(Stored items from a collection)
((
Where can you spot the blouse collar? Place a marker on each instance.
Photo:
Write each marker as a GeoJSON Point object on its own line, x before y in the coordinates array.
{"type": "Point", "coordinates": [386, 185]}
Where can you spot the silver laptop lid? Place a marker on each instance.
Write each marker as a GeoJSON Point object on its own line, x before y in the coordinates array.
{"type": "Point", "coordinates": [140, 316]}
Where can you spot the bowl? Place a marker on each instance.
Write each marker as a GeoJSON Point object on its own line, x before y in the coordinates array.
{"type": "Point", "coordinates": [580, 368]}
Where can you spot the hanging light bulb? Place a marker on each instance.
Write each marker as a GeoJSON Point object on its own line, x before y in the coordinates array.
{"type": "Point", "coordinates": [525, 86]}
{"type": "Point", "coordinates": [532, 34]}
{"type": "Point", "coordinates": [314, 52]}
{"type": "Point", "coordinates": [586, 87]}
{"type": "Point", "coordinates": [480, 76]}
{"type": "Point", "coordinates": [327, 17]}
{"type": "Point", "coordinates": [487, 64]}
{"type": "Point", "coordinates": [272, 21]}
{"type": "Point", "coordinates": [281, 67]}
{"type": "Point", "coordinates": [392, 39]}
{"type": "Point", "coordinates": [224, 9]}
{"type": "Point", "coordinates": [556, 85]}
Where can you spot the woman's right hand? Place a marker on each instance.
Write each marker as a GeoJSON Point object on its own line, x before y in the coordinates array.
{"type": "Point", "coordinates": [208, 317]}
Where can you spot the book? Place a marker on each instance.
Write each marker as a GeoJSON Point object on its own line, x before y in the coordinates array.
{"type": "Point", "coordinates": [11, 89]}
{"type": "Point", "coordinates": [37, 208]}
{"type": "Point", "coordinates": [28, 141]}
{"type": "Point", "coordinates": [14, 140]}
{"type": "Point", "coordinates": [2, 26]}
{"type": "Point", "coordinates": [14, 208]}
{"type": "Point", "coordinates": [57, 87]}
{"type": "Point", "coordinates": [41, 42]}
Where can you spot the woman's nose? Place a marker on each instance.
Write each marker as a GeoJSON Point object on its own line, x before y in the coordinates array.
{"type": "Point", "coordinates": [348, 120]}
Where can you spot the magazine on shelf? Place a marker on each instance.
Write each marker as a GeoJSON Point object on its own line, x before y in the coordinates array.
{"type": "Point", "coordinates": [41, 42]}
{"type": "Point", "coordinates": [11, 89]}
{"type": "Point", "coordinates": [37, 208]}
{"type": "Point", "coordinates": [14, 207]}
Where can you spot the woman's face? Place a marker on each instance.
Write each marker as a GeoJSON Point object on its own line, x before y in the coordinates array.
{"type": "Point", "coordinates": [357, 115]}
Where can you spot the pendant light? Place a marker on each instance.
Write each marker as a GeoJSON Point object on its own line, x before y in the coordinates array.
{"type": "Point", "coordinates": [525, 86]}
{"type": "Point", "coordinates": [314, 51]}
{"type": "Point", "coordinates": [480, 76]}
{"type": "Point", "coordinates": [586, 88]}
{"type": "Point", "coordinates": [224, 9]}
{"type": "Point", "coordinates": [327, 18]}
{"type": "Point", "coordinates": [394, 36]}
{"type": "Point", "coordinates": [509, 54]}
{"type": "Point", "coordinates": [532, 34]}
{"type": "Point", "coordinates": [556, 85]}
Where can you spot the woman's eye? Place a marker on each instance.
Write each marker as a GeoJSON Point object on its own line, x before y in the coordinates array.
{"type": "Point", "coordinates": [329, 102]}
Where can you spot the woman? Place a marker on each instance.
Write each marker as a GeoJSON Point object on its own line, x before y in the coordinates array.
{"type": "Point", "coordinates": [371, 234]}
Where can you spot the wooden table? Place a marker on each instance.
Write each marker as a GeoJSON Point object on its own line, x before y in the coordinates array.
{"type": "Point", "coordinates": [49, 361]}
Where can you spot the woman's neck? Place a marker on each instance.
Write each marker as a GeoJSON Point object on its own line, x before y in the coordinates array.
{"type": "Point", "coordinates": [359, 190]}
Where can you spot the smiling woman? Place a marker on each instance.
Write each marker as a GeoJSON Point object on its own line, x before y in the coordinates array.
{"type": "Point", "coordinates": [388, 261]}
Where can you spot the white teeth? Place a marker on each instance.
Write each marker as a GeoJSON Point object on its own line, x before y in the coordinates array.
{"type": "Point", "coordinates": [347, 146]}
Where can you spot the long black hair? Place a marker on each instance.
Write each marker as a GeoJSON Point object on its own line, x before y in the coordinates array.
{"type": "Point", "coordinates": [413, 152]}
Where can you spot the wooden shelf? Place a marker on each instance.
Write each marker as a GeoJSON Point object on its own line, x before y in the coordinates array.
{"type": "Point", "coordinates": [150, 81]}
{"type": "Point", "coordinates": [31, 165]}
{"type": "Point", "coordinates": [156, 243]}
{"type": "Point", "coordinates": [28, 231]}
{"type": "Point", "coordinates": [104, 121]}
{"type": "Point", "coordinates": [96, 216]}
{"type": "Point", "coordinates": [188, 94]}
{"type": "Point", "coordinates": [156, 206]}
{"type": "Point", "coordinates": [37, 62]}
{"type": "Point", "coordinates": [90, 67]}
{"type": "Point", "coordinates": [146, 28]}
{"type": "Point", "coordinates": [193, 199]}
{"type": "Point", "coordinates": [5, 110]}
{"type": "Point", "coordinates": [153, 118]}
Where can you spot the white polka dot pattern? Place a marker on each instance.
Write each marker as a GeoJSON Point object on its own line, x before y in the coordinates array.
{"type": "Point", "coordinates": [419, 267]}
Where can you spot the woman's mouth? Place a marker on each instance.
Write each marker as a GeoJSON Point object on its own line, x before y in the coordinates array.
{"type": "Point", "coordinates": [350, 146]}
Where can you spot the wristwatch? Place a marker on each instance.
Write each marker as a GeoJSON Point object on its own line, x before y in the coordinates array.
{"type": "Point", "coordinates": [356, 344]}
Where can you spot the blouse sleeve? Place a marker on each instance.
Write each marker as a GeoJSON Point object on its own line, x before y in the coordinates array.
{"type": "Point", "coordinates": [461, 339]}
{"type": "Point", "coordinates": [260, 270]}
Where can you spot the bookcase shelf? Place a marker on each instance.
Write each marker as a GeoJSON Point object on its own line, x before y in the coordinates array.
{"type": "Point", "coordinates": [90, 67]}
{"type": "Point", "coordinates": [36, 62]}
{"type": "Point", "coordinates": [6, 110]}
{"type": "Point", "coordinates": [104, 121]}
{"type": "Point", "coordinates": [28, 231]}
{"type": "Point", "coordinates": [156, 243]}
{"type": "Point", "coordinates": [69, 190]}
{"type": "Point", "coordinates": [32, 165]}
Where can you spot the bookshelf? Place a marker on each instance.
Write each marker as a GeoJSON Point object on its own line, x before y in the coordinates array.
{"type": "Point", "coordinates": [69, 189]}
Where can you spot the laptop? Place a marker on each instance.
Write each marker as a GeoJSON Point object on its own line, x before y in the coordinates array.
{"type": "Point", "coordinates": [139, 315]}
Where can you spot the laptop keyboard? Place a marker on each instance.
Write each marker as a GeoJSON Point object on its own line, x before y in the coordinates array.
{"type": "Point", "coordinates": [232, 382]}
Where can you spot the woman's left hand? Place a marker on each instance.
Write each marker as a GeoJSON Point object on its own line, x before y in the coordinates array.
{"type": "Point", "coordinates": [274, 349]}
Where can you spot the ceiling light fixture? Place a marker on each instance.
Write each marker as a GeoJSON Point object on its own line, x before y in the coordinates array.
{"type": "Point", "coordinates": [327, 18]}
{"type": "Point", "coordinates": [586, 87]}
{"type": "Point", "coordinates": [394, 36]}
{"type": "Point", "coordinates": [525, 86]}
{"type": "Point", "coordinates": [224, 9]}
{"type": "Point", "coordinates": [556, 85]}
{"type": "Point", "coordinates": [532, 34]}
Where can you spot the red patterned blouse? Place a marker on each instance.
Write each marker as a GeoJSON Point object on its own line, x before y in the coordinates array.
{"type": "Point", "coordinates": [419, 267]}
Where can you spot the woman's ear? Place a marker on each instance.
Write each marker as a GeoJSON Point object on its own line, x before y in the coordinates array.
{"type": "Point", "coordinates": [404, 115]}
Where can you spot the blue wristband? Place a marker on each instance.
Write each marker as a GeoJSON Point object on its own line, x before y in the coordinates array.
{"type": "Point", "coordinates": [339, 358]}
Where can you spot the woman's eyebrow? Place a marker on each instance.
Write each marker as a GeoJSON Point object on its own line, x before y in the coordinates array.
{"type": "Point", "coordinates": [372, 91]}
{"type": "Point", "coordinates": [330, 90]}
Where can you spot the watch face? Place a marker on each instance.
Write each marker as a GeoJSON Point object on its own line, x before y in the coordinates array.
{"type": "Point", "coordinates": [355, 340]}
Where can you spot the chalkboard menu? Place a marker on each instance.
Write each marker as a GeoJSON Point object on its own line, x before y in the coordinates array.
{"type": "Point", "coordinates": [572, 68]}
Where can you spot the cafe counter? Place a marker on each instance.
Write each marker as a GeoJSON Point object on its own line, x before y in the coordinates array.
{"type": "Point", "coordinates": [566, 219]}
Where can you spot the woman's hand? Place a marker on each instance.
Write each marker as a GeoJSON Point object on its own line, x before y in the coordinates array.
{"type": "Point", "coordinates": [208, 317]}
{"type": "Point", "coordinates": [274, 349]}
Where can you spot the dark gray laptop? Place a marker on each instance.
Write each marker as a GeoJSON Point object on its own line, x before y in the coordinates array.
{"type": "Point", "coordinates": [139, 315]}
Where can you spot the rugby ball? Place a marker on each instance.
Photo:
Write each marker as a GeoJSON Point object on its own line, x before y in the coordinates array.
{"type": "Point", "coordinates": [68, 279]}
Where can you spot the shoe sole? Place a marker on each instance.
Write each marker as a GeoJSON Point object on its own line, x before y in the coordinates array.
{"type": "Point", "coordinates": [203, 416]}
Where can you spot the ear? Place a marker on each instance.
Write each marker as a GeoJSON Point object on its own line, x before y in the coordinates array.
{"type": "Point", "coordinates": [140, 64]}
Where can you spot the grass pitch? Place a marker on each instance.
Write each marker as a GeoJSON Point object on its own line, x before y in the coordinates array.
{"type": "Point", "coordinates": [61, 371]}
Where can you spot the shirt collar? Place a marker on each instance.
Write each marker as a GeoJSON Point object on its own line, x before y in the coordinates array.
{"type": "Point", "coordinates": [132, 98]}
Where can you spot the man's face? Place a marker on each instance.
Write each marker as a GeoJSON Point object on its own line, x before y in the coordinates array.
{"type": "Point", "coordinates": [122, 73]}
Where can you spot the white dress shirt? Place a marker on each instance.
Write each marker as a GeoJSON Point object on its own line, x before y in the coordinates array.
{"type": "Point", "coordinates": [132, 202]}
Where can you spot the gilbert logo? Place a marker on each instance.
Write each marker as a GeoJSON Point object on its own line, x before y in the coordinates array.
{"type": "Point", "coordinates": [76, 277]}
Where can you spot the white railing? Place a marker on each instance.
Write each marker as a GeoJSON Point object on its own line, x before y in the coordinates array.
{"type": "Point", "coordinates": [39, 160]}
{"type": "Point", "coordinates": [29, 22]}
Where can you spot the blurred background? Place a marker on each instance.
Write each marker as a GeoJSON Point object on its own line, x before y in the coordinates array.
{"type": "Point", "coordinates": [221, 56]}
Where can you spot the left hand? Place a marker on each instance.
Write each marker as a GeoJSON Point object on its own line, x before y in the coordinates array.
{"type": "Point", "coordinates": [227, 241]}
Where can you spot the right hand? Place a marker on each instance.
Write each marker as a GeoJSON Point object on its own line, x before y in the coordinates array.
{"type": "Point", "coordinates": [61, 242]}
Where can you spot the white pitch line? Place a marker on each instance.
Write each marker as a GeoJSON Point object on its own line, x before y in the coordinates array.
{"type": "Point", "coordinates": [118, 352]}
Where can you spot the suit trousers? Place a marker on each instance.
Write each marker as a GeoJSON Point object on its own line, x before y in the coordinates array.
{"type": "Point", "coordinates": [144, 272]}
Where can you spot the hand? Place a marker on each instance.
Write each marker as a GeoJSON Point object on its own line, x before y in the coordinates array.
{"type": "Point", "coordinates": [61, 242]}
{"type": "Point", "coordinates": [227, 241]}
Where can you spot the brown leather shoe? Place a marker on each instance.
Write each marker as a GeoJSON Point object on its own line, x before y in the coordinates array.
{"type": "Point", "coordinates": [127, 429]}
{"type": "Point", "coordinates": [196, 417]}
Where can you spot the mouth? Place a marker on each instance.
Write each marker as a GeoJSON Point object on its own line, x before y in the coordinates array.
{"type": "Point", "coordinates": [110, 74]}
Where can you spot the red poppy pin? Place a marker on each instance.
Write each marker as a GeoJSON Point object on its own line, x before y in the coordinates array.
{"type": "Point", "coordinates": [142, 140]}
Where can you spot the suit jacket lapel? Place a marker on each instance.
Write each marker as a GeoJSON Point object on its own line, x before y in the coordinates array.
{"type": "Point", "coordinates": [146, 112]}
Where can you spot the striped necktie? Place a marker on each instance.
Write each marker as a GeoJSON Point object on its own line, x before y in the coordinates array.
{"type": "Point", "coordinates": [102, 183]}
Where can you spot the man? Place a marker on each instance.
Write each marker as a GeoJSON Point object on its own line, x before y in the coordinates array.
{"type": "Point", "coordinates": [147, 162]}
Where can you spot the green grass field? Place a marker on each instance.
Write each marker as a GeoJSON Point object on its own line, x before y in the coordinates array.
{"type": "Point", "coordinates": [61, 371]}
))
> _Instructions to follow_
Can you rewrite the listing from the line with "Where can you spot the man?" through the end of the listing, changing each "marker" to "pin" and keeping everything else the same?

> _Expected answer_
Where can you spot the man? Place a pin on each instance.
Write each pin as a GeoJSON Point object on its own line, x before y in the coordinates array.
{"type": "Point", "coordinates": [147, 162]}
Where can you spot the green grass field? Place a pin on each instance.
Write each pin as a GeoJSON Point object on its own line, x before y in the coordinates array.
{"type": "Point", "coordinates": [61, 371]}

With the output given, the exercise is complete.